Synthesis, Characterization, and Cyclic Stress Influenced Degradation of a Poly(Ethylene) Glycol Based Poly(Beta-Amino Ester)

• Main Author: Keim, Terra Ann
• Published: Georgia Institute of Technology 2008
• Subjects: Biodegradable polymer; Stress-influenced degradation; Photopolymers; Biopolymers; Biodegradable products; Polymers in medicine
• Online Access: http://hdl.handle.net/1853/19872

Poly(beta-amino esters) are photopolymerizable and biodegradable polymers prepared by the combination of amines with diacrylates. This study aims to fundamentally understand the polymer network formed by poly(ethylene)glycol diacrylate (PEGDA) MW 700 and 3-methoxypropylamine (3MOPA) as well as to characterize the degradation response of this material with and without cyclic loading. The networks were formed by a two-step process; (1) the synthesis of amine-co-peg diacrylate macromers through a step growth reaction, followed by (2) UV initiated chain growth network formation of the diacrylated macromers. Macromer reaction chemistry was confirmed by 1H NMR measurements. UV calorimetric analysis revealed that network formation was dependent on molecular weight of the PEGDA monomer and light intensity, but not temperature in the range of 20 °C to 40 °C. The glass transition temperature of all networks was measured to be in the range of -40 °C to -30°C with a rubbery moduli ranging from 4 to 10 MPa, depending on the molecular weight of the PEGDA monomer. Partial crystallization was discovered to occur in the networks containing higher molecular weight PEGDA only in the presence of humidity and high frequency cyclic loading. Degradation studies were performed with and without applied cyclical stress, and in both cases elastic modulus decrease and mass loss occurred steadily over a 24-hour period. Increasing frequency of applied compressive stress during degradation served to slightly lower degradation rates, especially in samples cycled at high frequency, which crystallized. In all materials, applied cyclic load resulted in catastrophic fracture of the material prior to an appreciable decrease in modulus. The experiments reveal that degradation rate and failure mode can be influenced by the addition of cyclic loading and this should be considered when screening biodegradable polymers for applications that include mechanical loading.

Photo-based referring expression data:
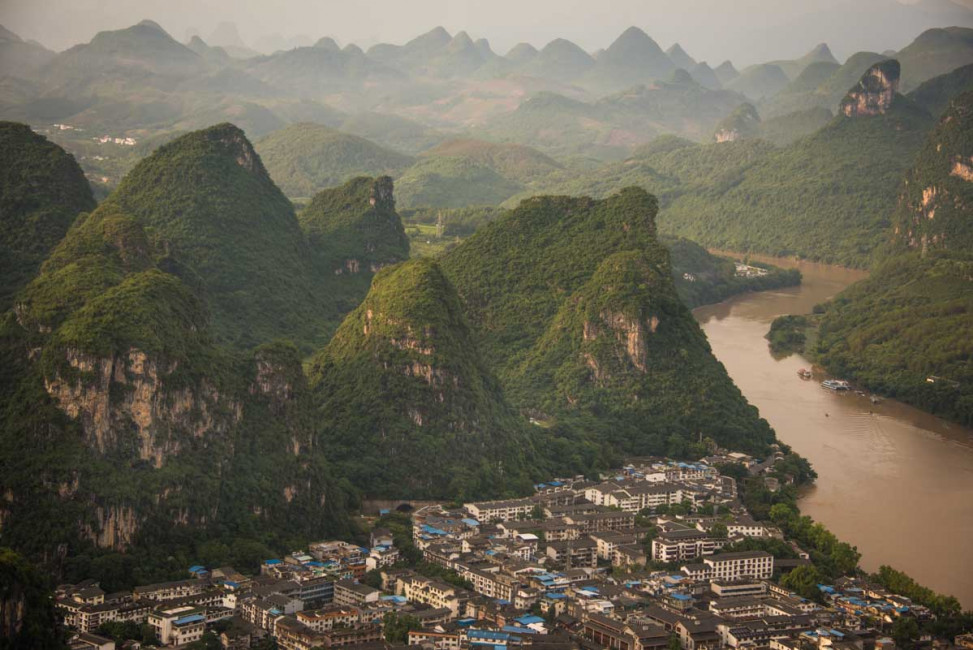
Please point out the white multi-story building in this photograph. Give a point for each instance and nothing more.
(745, 564)
(178, 625)
(501, 510)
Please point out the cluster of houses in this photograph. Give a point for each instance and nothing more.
(632, 562)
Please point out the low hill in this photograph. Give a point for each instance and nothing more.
(935, 52)
(19, 57)
(726, 72)
(208, 196)
(759, 82)
(141, 56)
(405, 386)
(935, 94)
(560, 60)
(573, 304)
(827, 196)
(741, 124)
(782, 130)
(316, 71)
(143, 413)
(821, 85)
(453, 182)
(393, 132)
(820, 53)
(42, 191)
(633, 58)
(306, 158)
(512, 161)
(934, 207)
(354, 229)
(702, 278)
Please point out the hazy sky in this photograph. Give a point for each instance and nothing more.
(742, 30)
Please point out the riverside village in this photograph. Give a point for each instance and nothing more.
(658, 555)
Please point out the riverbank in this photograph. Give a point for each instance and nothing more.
(892, 480)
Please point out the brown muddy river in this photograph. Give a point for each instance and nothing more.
(892, 480)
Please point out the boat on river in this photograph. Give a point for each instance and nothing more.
(838, 385)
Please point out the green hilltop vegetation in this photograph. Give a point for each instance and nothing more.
(119, 429)
(404, 388)
(760, 82)
(512, 161)
(208, 197)
(304, 159)
(789, 202)
(821, 85)
(352, 231)
(934, 95)
(531, 282)
(702, 278)
(453, 182)
(461, 173)
(42, 191)
(785, 129)
(669, 167)
(934, 204)
(904, 331)
(935, 52)
(137, 400)
(796, 68)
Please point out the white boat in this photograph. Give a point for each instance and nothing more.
(836, 384)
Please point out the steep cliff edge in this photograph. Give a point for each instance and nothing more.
(825, 197)
(42, 190)
(936, 200)
(410, 406)
(874, 92)
(125, 424)
(904, 331)
(573, 302)
(207, 200)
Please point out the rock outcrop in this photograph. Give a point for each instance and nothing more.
(875, 92)
(935, 208)
(117, 395)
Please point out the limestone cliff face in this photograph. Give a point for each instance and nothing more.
(743, 123)
(114, 527)
(875, 92)
(111, 396)
(354, 229)
(935, 209)
(630, 335)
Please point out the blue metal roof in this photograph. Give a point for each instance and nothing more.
(192, 618)
(529, 619)
(489, 635)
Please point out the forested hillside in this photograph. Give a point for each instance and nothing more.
(573, 304)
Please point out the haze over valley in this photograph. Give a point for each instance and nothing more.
(328, 325)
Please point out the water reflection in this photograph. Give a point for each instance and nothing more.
(893, 480)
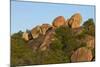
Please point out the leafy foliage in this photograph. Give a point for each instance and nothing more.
(60, 50)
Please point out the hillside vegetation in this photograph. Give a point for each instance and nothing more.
(59, 44)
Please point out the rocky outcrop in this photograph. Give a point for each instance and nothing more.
(90, 41)
(44, 28)
(82, 54)
(36, 32)
(75, 20)
(59, 21)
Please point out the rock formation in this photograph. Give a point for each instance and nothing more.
(25, 36)
(75, 20)
(59, 21)
(90, 41)
(36, 32)
(44, 28)
(82, 54)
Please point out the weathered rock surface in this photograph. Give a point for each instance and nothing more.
(81, 55)
(75, 20)
(44, 28)
(59, 21)
(36, 32)
(90, 41)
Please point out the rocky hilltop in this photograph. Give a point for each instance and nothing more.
(64, 35)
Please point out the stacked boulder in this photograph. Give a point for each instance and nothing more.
(75, 21)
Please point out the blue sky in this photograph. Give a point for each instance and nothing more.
(26, 15)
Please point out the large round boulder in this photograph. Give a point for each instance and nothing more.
(59, 21)
(75, 21)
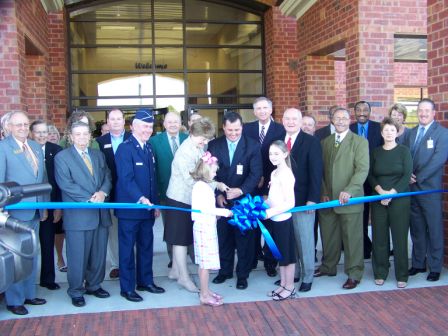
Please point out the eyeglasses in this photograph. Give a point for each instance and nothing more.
(21, 125)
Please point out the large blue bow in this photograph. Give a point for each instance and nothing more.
(247, 213)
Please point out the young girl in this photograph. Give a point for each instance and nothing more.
(205, 236)
(281, 199)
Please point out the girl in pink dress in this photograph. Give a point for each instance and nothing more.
(205, 236)
(280, 199)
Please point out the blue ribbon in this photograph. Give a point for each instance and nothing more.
(247, 213)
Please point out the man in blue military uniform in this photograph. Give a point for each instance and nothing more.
(136, 184)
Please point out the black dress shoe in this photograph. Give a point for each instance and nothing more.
(305, 287)
(220, 278)
(35, 301)
(414, 271)
(241, 284)
(52, 286)
(17, 310)
(151, 288)
(131, 296)
(271, 272)
(99, 293)
(78, 301)
(433, 276)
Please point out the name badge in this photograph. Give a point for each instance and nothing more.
(239, 169)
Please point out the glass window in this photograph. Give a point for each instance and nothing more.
(203, 10)
(120, 10)
(224, 83)
(111, 59)
(168, 33)
(224, 59)
(110, 33)
(411, 48)
(223, 34)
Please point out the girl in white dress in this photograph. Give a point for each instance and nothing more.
(205, 236)
(280, 199)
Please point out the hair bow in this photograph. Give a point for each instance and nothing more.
(208, 158)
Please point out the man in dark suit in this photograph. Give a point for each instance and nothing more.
(136, 184)
(109, 143)
(83, 176)
(306, 164)
(164, 146)
(39, 133)
(265, 131)
(370, 130)
(22, 161)
(240, 168)
(346, 166)
(325, 131)
(428, 142)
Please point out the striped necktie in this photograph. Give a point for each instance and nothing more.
(262, 134)
(88, 163)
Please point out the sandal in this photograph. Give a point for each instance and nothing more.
(292, 295)
(210, 302)
(274, 292)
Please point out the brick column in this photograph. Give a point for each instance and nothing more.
(438, 79)
(281, 61)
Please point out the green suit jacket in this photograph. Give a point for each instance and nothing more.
(164, 157)
(348, 171)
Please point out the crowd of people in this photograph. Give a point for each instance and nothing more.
(288, 164)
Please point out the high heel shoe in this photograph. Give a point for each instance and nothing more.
(291, 295)
(188, 285)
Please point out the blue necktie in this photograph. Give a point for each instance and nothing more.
(231, 151)
(418, 139)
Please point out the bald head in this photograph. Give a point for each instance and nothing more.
(292, 120)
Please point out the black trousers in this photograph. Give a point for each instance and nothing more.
(46, 237)
(229, 239)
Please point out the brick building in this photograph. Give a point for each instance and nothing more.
(306, 53)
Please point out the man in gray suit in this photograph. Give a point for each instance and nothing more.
(428, 142)
(83, 176)
(22, 161)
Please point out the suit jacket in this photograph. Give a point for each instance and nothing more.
(429, 162)
(247, 154)
(51, 150)
(136, 178)
(14, 167)
(105, 144)
(307, 166)
(78, 185)
(349, 170)
(373, 136)
(164, 157)
(275, 131)
(323, 132)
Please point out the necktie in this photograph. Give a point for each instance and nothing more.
(231, 151)
(30, 158)
(363, 131)
(262, 134)
(418, 139)
(174, 146)
(289, 144)
(338, 141)
(86, 160)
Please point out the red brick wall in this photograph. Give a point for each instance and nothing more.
(281, 61)
(58, 86)
(438, 79)
(9, 59)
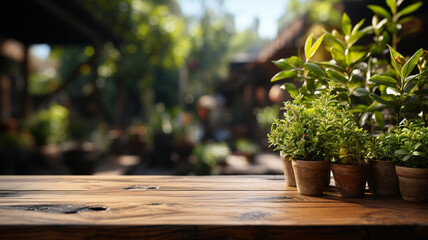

→ Exercise requirements
In the abstract on poly(beta-amino esters), what range was measured for the glass transition temperature of all the networks? The listing comes from a separate source.

→ Exercise solution
-40 °C to -30 °C